Directives.
1. Begin at the words "People can look" in the passage on unlicensed code and stop after "it's 'wrong', are disadvantaged.", renaming "copyright law" to "licensing law" everywhere in that stretch.
2. Answer these questions on the passage on unlicensed code:
(a) What does it call the default?
(b) In reality, what are licenses like?
(c) Which people does it say profit from the writer's approach?

Supplied passage.
** begin **

People can look at my code, they can use it privately and do whatever they
want. They cannot build a business with it or use it in any way I don't like
without my permission. Yes, people with a contempt of copyright law (which
tend to align with me politically a bit) profit from this. People who have
internalized copyright law and won't even look at my unlicensed code in
secret, on their phone on the toilet, because it's 'wrong', are disadvantaged.
That's great!

Most importantly, I don't give any rights away. "All rights reserved" is the
default. And I don't enter any obligations. Remember, we like to talk about
licenses that are attached to code. But how are they implemented? In reality,
licenses are in fact like contracts between you and the license taker. I'm
extremely hesitant to sign contracts with strangers - I especially don't want
to offer a blanket contract to everybody who reads my code and wants to accept
it. I can't be 100% sure that such a contract doesn't create any obligations
for me that I don't want - the legal system is so complicated that even
lawyers have problems finding all side effects of clauses. At the very least,
I'll be giving courses of action away if I license my code.

** end **

Record excerpts.

** begin **

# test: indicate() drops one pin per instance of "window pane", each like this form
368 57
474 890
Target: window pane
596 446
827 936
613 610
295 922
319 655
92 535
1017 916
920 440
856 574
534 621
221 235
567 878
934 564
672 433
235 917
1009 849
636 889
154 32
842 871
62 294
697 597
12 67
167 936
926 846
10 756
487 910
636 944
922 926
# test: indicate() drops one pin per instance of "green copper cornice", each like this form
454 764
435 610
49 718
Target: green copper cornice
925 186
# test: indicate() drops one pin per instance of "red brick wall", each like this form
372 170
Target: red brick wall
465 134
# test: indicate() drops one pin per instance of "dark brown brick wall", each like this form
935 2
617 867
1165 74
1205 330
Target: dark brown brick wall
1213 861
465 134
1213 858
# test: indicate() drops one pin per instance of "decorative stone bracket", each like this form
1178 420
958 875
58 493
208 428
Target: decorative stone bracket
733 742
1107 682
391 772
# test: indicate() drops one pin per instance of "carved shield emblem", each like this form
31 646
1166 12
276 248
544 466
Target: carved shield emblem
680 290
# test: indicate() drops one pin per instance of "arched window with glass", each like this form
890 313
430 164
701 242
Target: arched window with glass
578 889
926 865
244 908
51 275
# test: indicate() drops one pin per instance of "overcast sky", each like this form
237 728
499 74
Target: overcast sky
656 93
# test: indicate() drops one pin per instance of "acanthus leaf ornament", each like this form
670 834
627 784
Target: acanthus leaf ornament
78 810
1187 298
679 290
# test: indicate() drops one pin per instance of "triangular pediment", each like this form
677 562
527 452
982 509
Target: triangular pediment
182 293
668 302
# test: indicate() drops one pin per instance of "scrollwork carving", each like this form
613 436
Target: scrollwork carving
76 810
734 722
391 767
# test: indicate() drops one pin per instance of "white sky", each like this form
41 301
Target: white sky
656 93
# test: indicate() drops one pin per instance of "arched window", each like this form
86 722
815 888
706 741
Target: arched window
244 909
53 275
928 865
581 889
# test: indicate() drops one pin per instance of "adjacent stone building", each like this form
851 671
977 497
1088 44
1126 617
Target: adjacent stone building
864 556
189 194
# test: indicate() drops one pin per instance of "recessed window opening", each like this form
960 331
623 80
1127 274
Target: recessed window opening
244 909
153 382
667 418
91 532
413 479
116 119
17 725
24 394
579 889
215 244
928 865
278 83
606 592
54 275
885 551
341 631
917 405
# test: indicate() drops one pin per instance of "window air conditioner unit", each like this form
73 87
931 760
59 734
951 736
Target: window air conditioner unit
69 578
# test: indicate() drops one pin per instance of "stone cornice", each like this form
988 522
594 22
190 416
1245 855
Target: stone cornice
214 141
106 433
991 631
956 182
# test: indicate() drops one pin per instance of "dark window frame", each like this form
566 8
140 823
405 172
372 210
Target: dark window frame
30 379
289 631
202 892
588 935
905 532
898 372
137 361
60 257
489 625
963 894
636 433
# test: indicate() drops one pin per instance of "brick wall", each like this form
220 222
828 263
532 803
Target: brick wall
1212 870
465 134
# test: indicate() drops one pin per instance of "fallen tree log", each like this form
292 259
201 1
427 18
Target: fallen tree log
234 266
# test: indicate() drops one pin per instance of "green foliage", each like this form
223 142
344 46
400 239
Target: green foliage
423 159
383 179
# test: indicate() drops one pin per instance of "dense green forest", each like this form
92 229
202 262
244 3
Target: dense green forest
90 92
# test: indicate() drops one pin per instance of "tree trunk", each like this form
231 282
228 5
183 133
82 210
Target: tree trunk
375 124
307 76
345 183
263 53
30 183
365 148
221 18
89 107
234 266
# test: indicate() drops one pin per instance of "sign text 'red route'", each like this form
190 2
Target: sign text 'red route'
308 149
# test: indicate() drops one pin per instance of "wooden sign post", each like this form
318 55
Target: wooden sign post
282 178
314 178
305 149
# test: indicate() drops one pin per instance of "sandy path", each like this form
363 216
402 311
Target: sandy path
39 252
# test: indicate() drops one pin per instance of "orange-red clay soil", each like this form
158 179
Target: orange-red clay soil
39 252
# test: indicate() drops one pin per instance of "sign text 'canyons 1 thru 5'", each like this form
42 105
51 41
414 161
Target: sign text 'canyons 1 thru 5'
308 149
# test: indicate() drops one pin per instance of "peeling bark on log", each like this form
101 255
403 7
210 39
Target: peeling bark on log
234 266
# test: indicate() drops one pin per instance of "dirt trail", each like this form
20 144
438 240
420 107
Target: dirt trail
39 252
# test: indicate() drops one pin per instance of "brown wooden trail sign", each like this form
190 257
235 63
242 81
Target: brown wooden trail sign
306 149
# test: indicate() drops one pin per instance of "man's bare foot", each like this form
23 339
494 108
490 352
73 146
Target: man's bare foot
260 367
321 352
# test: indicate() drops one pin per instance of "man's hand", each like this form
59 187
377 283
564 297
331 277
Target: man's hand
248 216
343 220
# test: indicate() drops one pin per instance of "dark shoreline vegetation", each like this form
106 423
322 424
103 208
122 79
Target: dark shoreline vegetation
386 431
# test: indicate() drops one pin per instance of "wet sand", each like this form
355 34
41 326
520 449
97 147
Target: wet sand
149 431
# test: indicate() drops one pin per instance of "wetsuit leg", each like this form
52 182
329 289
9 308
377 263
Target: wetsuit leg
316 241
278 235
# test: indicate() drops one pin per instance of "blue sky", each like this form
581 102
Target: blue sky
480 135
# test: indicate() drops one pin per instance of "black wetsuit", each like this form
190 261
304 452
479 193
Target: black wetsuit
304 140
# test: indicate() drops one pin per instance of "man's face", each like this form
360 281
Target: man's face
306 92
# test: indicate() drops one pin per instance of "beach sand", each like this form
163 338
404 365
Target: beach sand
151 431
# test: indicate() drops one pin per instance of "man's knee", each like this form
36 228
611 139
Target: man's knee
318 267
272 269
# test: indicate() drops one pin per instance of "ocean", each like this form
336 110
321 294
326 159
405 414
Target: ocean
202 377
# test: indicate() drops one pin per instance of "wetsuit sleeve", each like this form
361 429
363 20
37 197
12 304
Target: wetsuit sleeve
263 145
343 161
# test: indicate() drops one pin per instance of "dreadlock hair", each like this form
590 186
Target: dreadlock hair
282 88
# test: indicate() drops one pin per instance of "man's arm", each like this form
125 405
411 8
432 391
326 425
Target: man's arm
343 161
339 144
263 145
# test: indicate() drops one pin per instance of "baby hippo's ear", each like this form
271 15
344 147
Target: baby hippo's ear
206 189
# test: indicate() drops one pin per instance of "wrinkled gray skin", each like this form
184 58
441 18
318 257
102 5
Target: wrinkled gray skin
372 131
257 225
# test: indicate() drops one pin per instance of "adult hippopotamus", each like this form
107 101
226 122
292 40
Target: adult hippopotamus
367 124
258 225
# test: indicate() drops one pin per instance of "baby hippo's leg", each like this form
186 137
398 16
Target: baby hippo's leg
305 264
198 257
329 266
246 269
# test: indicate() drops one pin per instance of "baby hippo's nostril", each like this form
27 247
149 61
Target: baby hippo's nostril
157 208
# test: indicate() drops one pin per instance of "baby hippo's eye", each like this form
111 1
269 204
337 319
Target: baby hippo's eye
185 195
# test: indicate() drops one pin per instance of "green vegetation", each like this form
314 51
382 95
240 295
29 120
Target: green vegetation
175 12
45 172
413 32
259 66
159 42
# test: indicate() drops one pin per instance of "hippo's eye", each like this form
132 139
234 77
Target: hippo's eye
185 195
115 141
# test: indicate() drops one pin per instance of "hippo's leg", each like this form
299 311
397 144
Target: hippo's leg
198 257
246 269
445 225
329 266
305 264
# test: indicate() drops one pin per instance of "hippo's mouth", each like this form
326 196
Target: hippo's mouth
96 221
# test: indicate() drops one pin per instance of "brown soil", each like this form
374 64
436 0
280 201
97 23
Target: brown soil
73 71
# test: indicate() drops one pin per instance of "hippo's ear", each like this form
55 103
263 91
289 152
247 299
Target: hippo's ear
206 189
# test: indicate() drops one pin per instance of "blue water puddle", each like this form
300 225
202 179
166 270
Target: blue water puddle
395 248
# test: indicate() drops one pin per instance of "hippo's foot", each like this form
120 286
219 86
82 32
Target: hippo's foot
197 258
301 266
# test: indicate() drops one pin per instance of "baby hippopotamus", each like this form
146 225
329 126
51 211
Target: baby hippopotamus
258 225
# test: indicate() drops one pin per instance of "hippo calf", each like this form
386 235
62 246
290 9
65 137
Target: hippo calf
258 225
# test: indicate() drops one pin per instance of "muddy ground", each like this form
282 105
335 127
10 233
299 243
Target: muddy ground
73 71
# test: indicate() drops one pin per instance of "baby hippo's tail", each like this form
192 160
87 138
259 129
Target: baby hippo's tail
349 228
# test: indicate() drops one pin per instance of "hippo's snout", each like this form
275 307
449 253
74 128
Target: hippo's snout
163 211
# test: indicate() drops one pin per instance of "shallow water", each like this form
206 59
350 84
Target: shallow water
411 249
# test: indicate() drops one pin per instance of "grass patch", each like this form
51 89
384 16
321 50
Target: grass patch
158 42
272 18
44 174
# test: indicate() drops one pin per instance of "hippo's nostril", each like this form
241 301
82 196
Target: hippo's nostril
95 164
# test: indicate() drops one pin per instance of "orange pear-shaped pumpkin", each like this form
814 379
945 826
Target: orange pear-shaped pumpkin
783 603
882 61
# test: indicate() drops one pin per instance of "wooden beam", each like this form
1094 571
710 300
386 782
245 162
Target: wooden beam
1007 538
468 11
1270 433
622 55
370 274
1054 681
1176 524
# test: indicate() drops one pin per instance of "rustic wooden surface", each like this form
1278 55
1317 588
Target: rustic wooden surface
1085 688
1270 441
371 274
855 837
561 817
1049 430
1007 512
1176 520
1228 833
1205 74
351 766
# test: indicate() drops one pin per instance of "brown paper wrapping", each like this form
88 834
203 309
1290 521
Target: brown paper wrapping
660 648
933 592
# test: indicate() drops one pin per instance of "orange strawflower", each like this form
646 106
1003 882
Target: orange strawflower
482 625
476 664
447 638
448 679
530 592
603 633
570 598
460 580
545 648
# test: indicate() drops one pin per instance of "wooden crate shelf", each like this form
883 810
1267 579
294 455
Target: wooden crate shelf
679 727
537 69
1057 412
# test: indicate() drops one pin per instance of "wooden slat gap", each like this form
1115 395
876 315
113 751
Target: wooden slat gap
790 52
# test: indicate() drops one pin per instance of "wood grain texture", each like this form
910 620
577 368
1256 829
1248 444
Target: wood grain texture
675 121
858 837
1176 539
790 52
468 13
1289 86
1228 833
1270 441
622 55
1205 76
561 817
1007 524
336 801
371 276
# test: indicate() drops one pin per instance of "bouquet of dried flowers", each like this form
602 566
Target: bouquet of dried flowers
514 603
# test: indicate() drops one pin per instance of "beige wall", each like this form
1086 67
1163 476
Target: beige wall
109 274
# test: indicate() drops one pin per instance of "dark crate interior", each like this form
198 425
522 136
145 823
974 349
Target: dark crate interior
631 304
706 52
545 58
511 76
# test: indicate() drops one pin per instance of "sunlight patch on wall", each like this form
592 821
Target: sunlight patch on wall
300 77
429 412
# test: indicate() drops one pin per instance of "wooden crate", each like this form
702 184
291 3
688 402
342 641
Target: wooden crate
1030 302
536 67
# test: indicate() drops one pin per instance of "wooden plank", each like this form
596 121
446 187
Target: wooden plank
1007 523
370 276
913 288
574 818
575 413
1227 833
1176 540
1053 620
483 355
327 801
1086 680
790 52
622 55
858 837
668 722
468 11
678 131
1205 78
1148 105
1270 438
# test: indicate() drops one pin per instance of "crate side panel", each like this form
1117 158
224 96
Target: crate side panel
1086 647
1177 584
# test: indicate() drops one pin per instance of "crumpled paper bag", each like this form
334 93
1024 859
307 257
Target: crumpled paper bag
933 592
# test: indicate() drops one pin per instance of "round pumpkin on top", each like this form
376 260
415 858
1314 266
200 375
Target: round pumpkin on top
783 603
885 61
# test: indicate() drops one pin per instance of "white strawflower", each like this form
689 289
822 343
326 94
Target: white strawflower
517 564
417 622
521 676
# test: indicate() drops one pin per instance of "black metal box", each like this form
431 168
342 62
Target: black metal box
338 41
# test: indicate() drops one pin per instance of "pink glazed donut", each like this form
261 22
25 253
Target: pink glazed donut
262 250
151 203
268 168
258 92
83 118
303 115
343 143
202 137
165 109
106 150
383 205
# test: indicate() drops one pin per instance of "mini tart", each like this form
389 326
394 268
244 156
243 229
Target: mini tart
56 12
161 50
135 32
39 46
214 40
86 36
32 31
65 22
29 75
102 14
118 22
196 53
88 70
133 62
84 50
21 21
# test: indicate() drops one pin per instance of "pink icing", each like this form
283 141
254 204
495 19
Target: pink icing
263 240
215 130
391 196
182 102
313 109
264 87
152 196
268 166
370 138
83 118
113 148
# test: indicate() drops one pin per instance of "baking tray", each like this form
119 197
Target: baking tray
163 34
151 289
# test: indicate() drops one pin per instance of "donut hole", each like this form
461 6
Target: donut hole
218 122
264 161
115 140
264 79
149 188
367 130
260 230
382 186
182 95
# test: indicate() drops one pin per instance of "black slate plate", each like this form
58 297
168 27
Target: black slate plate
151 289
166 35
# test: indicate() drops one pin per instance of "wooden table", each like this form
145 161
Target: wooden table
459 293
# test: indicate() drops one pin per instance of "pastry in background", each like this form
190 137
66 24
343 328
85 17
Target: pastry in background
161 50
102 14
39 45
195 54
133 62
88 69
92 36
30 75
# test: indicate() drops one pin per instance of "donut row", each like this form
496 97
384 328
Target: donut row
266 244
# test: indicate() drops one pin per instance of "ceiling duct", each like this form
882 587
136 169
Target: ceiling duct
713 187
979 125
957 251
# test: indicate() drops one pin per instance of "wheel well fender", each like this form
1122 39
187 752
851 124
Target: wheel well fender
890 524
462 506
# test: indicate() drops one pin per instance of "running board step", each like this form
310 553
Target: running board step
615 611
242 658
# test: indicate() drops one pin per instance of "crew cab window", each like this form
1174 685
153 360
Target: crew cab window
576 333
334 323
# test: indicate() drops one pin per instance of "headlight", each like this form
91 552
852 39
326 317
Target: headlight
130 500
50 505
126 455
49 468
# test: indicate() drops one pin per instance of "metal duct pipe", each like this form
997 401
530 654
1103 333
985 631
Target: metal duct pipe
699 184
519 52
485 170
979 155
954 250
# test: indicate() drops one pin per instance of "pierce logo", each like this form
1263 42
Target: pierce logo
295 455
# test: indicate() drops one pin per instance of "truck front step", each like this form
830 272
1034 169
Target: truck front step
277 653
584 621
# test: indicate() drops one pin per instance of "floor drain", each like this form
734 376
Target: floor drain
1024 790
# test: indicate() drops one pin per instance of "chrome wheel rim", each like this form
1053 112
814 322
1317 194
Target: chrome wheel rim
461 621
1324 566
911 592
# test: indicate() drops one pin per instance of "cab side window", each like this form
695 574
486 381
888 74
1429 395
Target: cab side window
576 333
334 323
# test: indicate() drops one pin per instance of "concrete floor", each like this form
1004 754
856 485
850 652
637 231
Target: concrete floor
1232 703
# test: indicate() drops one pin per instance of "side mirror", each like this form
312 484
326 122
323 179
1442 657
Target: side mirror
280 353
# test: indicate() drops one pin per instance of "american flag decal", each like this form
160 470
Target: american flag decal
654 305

** end **

Results in order.
1.
People can look at my code, they can use it privately and do whatever they
want. They cannot build a business with it or use it in any way I don't like
without my permission. Yes, people with a contempt of licensing law (which
tend to align with me politically a bit) profit from this. People who have
internalized licensing law and won't even look at my unlicensed code in
secret, on their phone on the toilet, because it's 'wrong', are disadvantaged.

2.
(a) "All rights reserved."
(b) Contracts between you and the license taker.
(c) People with a contempt of copyright law.